### Texte à examiner
------------------------------------

La décision est tombée. Après sa convocation devant le Conseil de l’ordre des avocats du barreau de Paris fin septembre, Fabrice Di Vizio a découvert ce mercredi en début d’après-midi sa sanction : six mois d’interdiction d’exercer avec sursis et cinq ans d’interdiction de se présenter à l’ordre. Une décision, confirmée à Libération par une source proche du dossier, qui s’avère plus légère que la réquisition de six mois avec sursis mais assortis de trois mois ferme et dix ans d’interdiction de se présenter à l’ordre. La procédure visait des «manquements aux principes essentiels […] de la profession» du médiatique avocat. Plus précisément, ses confrères lui reprochaient des propos jugés vulgaires, grossiers et outranciers tenus sur des réseaux sociaux ou à la télévision, notamment sur le plateau de Touche pas à mon poste de Cyril Hanouna. Contacté par Libération, Fabrice Di Vizio n’exclut pas de faire appel.
«Deux ans de procédure pour ça…» réagit l’intéressé, qui estime la sanction légère mais pas insignifiante. «Je m’interroge sur la possibilité de faire appel, ajoute-t-il, [car] cette décision ouvre une brèche en termes de liberté d’expression de l’avocat qui participe au débat public.» S’il se lance dans un recours, il dit vouloir aller, s’il le faut, «jusque devant la Cour européenne des droits de l’homme». «Cette qualité de débatteur public m’est refusée mais a été reconnue à d’autres avocats et par la Cour de cassation… Si dans cinq ans je veux être candidat et tenir des propos comme Bolsonaro ou Trump, est-ce que je peux ou je serai sanctionné par l’ordre ?»

------------------------------------

### Exercice
Poursuivez l’article consacré à la sanction disciplinaire de Fabrice Di Vizio en reprenant immédiatement après la question qui le termine.

------------------------------------

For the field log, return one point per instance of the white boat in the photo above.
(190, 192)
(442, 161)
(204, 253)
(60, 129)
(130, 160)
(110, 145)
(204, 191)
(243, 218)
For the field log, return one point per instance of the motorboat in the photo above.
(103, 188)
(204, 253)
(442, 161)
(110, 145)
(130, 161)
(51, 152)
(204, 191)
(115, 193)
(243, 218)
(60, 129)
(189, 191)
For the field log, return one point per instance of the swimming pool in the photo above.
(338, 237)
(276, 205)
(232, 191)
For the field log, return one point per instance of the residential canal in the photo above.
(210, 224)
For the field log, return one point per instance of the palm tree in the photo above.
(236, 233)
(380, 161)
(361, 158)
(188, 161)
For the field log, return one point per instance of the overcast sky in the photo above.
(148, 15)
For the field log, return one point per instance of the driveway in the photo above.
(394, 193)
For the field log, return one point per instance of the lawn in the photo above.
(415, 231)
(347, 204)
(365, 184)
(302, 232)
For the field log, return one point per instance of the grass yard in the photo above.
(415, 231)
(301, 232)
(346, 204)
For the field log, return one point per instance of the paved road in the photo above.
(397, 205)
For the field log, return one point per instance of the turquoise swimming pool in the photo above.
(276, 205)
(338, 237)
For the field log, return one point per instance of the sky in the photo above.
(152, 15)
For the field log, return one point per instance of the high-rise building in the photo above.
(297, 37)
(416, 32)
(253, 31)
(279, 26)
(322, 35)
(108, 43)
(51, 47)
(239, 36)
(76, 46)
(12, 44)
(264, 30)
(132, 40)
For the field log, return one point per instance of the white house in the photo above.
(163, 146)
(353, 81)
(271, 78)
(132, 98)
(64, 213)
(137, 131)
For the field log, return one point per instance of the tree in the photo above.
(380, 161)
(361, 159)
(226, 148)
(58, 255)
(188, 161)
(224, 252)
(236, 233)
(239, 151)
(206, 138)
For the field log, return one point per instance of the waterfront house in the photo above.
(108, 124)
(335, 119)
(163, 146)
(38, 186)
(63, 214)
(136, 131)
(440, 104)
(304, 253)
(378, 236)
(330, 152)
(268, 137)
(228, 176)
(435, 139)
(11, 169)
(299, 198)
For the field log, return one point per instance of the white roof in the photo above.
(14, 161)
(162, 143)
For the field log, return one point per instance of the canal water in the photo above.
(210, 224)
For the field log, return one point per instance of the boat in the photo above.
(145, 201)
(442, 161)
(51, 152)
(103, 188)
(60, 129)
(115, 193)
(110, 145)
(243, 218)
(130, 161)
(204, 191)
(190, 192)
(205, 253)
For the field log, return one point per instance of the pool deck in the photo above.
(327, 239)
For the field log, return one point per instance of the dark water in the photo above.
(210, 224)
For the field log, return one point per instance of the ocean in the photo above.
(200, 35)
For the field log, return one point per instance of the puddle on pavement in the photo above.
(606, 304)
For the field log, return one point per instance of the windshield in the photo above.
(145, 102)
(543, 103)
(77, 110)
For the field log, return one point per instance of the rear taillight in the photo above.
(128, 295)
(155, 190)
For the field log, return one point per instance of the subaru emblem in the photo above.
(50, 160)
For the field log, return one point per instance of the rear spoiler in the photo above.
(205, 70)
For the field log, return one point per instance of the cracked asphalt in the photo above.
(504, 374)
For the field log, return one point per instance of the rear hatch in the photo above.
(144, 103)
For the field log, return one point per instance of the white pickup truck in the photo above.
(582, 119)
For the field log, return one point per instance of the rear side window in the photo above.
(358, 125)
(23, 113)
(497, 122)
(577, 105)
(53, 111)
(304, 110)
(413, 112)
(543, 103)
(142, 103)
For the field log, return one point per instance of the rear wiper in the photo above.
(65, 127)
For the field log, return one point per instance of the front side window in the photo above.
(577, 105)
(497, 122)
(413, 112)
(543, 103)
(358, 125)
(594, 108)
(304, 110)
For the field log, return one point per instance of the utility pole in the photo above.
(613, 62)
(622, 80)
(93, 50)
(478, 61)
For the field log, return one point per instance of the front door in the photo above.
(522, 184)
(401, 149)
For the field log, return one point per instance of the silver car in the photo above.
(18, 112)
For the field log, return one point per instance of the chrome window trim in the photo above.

------------------------------------

### Réponse à l’exercice
«Procès politique»
En amont de l’audience du 27 septembre, Fabrice Di Vizio avait dénoncé auprès de Libération un «procès politique» : «J’ai face à moi un ordre des avocats de Paris qui est soutien de Macron, soutien du gouvernement, et je suis la principale figure d’opposition au sein de l’ordre.» Dans une vidéo diffusée sur ses réseaux sociaux, où il compte une importante communauté (plus de 252 000 abonnés sur Twitter), notamment au sein des mouvances antivax et complotiste, il contre-attaquait : «Je serai donc jugé parce que je suis vulgaire et impétueux […]. Extraordinaire de considérer qu’au fond, je suis le digne héritier de Victor Hugo et de Zola en ce qu’ils étaient vulgaires et maintenant moi aussi.»
Di Vizio s’était présenté avec 200 partisans à sa convocation devant le Conseil de l’ordre à Paris. L’occasion d’un nouvel esclandre : il s’était ému et avait dénoncé sur Twitter une présence de forces de l’ordre à proximité de la Maison du barreau à Paris, «de façon à limiter des conditions d’accès» de ses soutiens à l’audience – des policiers et des gendarmes en réalité déployés pour la sécurisation du procès de l’attentat de Nice. Fabrice Di Vizio avait alors un temps refusé de participer à l’audience avant de se raviser. Quatre heures de débats avaient suivi, au cours desquels l’avocat avait reconnu la majorité des propos qui lui étaient reprochés. Il a plaidé que ceux-ci étaient «majoritairement destinés au président de la République et au gouvernement» et qu’ils participaient donc à «un débat d’intérêt public».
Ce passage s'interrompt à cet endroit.